___ FRAGMENTO DEL DOCUMENTO ___
Lleva tiempo una parte de la derecha -exactamente la comprendida por el PSOE, el nacionalismo y la insustancial IU- cumpliendo una política que consiste en acallar la disidencia. Ejemplos varios, que pasan desde la reciente eliminación de las columnas de Hermann Tertsch en El País –sin que por cierto ninguno de sus columnistas bien pagados y luchadores por la libertad haya dicho nada-, la patada en los testículos propinada a un miembro del Foro de Ermua, la polémica por parte de los que siempre están callados sobre el mismo Foro de Ermua y si puede usar o no ese nombre, o los sucesivos acuerdos para arrinconar a la otra derecha, el PP, dan una idea de la situación. Al fin y al cabo, el poder no gusta del que piensa diferente.
Ahora bien, ¿por qué gente aparentemente democrática está dispuesta, entre bromas claro como Almudena Grandes, a acallar como sea al adversario?
Pues lo primero que cabría tal vez pensar es que no sean muy democráticos. Desde luego la mayoría de su tradición política no lo ha sido. Al fin y al cabo cualquiera que sepa algo de la historia de los movimientos de izquierdas verá que el respeto a la libertad de expresión no figura entre sus virtudes. Ya callaron ante Stalin poniendo luego la excusa que harían célebre los alemanes: ellos no sabían, ¿no sabían?, nada. Y también ocurrió en la República -recientemente se publicó un libro, La prensa en la Segunda República, de Justino Sinova, en la que se decía de una forma bastante explícita que esa imagen que se pretende dar en la actualidad de la República era, cuando menos y al igual que el propio Mark Twain señaló sobre la noticia de su muerte, algo exagerada-.
Así, la idea esa que se presenta en el marketing político, como por cierto esa idea que ahora está surgiendo de un liberalismo político amante de la libertad individual y luchador por ella y cuyo exponente será esa nefasta etapa de la Restauración, es falsa.
___ DATOS APORTADOS ___
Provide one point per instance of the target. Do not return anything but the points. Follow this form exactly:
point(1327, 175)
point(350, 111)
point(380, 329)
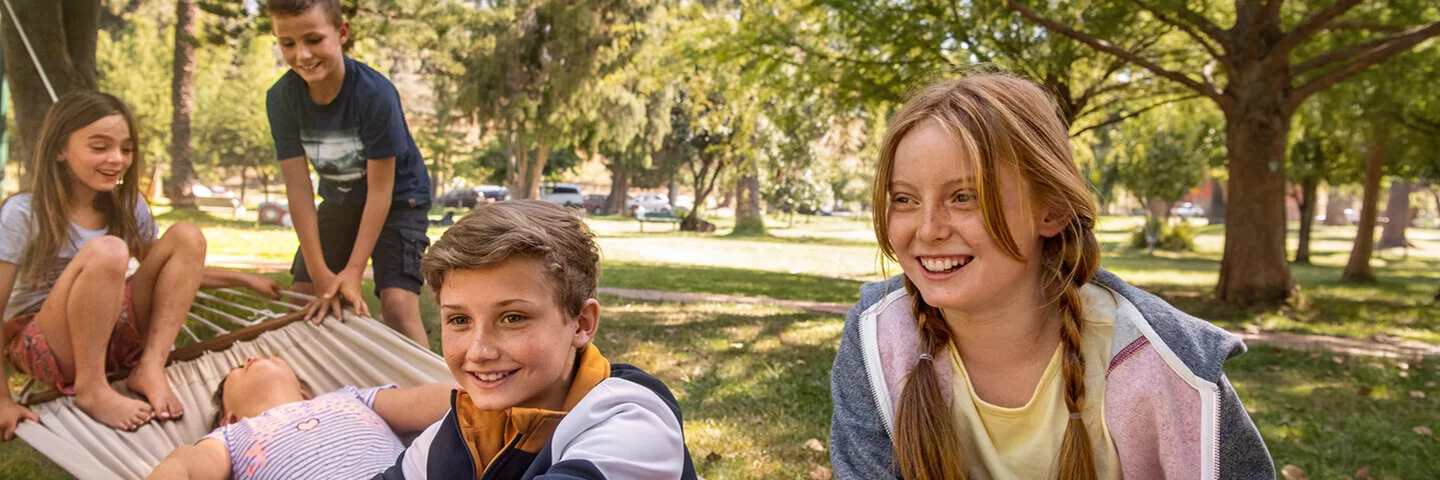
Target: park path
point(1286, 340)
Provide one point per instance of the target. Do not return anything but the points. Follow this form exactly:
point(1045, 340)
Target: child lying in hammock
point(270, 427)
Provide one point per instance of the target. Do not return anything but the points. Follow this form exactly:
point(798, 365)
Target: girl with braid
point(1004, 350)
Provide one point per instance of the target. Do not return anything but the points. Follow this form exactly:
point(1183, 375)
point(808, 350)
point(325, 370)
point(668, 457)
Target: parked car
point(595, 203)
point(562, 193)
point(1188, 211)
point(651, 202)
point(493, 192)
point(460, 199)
___
___ DATOS APORTADOS ___
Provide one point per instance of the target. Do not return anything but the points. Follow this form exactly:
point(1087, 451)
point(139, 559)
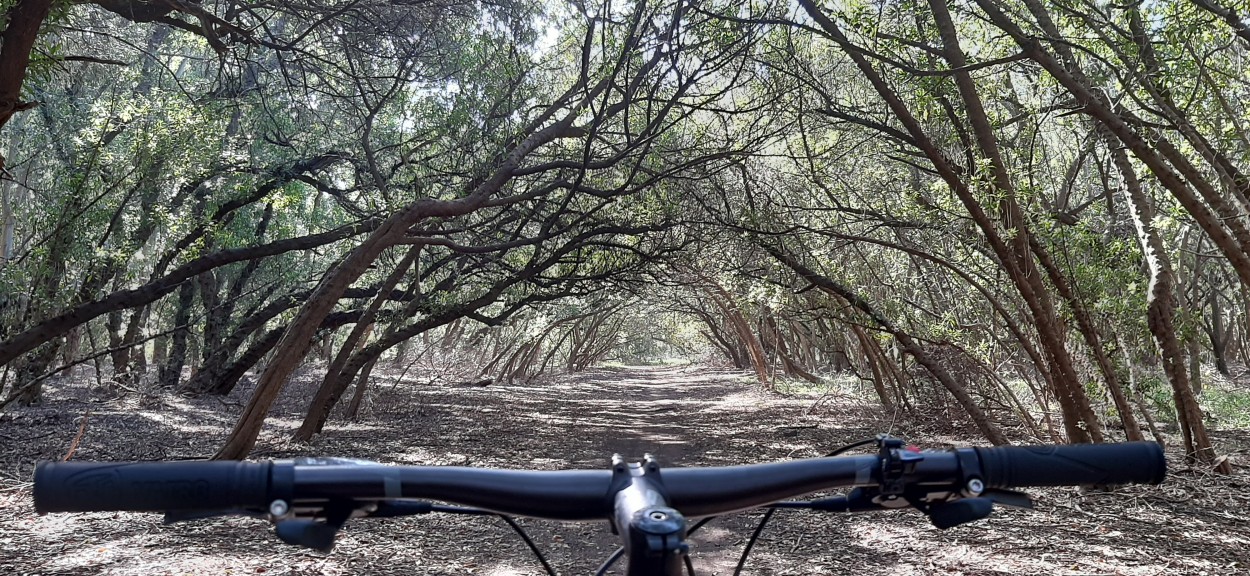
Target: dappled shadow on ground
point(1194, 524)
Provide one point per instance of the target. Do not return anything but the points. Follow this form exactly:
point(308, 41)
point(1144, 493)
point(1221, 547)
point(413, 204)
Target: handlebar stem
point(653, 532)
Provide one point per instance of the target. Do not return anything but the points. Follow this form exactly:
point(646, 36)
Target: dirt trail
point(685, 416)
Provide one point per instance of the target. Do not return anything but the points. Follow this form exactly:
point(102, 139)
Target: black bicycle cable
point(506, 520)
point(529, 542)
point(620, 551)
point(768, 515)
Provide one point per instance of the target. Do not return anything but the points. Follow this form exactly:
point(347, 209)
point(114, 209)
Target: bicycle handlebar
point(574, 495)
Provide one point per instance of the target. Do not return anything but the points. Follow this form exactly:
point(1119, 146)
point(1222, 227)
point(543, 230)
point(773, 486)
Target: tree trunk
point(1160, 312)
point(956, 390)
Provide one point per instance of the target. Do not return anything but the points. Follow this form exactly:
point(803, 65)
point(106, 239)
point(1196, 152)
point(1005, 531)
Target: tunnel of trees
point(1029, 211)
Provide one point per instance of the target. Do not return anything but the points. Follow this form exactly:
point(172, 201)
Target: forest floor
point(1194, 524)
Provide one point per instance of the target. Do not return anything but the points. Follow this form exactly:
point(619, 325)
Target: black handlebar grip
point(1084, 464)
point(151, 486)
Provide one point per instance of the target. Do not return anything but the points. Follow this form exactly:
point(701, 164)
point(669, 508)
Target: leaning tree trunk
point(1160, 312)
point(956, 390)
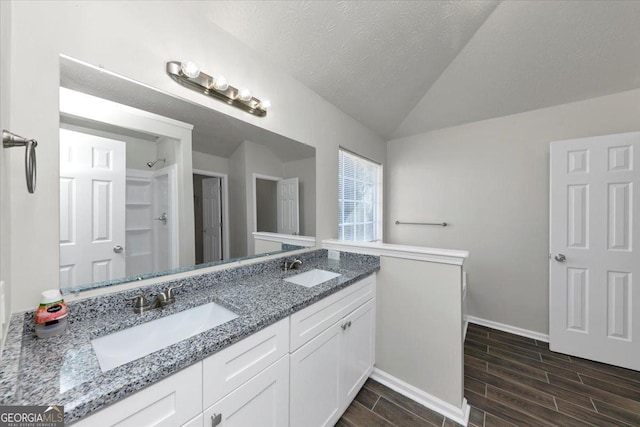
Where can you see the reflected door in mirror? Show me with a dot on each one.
___
___ DATOS APORTADOS ___
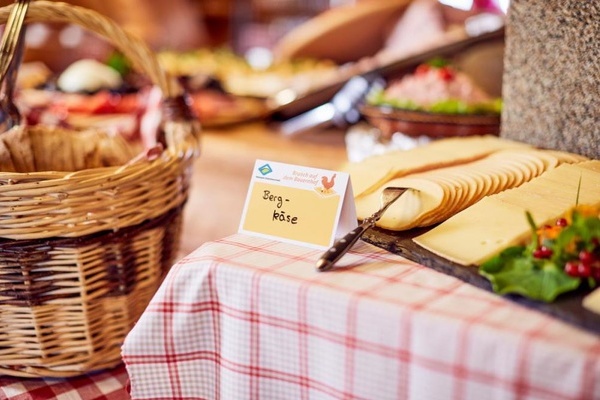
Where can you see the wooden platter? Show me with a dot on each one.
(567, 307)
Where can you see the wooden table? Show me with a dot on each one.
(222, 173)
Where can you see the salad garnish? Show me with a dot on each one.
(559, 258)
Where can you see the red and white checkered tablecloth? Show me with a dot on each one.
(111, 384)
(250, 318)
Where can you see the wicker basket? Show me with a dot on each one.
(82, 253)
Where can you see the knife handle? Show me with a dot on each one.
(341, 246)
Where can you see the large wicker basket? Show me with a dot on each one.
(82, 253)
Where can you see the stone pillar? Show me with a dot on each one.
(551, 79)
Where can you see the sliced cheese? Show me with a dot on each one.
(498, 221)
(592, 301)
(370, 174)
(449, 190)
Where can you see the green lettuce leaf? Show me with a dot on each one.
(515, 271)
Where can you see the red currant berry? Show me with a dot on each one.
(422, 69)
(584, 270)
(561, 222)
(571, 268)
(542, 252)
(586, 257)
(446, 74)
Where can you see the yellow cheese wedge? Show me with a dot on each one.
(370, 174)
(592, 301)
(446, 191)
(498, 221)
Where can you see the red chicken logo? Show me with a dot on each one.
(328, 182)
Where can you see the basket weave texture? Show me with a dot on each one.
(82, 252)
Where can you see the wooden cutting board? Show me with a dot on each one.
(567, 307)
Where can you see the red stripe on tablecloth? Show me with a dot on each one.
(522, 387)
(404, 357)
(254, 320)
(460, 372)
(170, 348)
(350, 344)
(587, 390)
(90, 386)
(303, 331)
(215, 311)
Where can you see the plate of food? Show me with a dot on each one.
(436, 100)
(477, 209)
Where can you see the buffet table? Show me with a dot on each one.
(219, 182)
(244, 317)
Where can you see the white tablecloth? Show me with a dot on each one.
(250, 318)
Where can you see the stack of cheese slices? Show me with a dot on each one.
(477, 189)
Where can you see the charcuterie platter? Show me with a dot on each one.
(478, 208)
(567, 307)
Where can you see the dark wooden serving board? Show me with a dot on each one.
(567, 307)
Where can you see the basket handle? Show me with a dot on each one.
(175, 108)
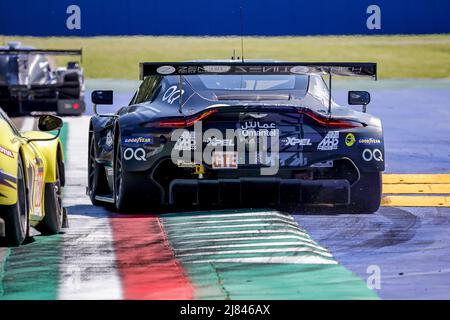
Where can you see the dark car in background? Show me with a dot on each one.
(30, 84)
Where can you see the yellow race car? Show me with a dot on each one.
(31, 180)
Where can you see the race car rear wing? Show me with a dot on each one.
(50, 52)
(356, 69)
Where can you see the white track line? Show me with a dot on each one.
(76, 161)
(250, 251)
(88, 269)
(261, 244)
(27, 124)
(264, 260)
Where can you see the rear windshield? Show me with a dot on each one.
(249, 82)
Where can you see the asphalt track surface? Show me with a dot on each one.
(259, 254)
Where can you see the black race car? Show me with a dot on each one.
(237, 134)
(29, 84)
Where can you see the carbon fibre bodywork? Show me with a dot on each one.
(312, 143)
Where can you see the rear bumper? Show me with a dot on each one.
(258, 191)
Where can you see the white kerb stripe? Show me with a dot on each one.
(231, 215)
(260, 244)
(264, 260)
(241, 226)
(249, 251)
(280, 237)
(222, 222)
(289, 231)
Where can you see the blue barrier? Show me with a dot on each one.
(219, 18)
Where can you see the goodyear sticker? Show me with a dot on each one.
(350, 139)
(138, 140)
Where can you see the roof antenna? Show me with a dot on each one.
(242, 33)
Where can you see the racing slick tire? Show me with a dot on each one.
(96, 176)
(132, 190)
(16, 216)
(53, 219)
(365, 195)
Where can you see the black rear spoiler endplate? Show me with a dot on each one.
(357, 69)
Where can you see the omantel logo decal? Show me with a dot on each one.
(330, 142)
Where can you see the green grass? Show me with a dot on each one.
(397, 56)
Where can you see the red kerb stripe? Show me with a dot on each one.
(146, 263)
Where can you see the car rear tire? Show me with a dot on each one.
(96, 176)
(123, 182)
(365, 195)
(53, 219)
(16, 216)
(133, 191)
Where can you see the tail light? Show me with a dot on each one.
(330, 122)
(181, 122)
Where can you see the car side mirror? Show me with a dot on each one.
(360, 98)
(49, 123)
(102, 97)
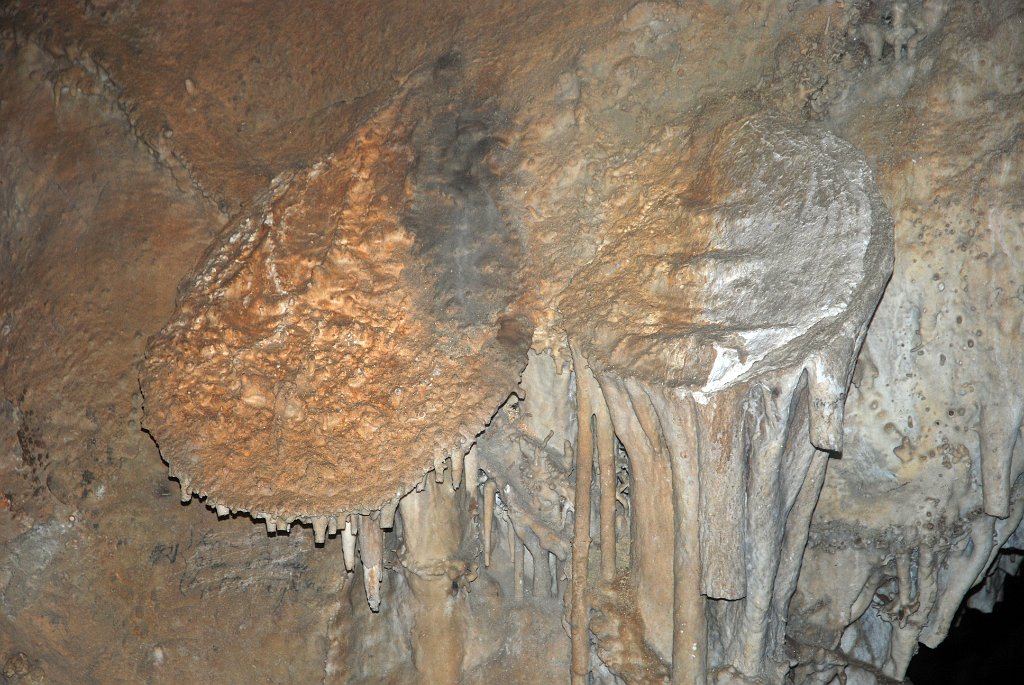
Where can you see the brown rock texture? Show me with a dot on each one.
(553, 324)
___
TAREAS:
A. Transcribe del artículo sobre la disidencia el tramo que va desde "Lleva tiempo una" hasta "sea al adversario?".
B. ¿Qué título tiene el libro de Justino Sinova que se menciona en el artículo sobre la disidencia?
Estos registros son material aparte y no guardan relación con el texto.

RESPUESTAS:
A.
Lleva tiempo una parte de la derecha -exactamente la comprendida por el PSOE, el nacionalismo y la insustancial IU- cumpliendo una política que consiste en acallar la disidencia. Ejemplos varios, que pasan desde la reciente eliminación de las columnas de Hermann Tertsch en El País –sin que por cierto ninguno de sus columnistas bien pagados y luchadores por la libertad haya dicho nada-, la patada en los testículos propinada a un miembro del Foro de Ermua, la polémica por parte de los que siempre están callados sobre el mismo Foro de Ermua y si puede usar o no ese nombre, o los sucesivos acuerdos para arrinconar a la otra derecha, el PP, dan una idea de la situación. Al fin y al cabo, el poder no gusta del que piensa diferente.
Ahora bien, ¿por qué gente aparentemente democrática está dispuesta, entre bromas claro como Almudena Grandes, a acallar como sea al adversario?

B. La prensa en la Segunda República.